◆ **SET TASK**: Copy the text lines of the records below word for word, leaving out the pictures.

Begin TASK DATA

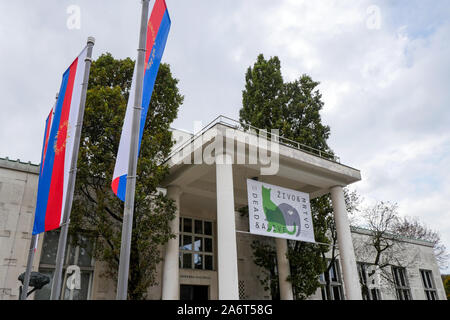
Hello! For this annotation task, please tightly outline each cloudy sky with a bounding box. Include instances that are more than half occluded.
[0,0,450,273]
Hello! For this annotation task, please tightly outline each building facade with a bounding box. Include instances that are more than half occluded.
[0,117,445,300]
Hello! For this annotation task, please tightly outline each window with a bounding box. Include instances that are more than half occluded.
[319,260,344,300]
[179,218,214,270]
[357,262,381,300]
[34,230,94,300]
[392,267,412,300]
[420,270,438,300]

End TASK DATA

◆ **THE RESPONSE**:
Hello! For this annotation task, please tightly outline each cloudy sky with a bounding box. Include instances that are more than half occluded.
[0,0,450,273]
Hello! For this annotation task, please tightly outline each building facade with a bounding box. Include instances that are more than half occluded.
[0,117,445,300]
Hello! For this annotation task, please tightly outline each window with a bounding box. Include instances that are more than half occluded.
[319,260,344,300]
[179,218,214,270]
[357,262,381,300]
[34,230,94,300]
[392,267,412,300]
[420,270,438,300]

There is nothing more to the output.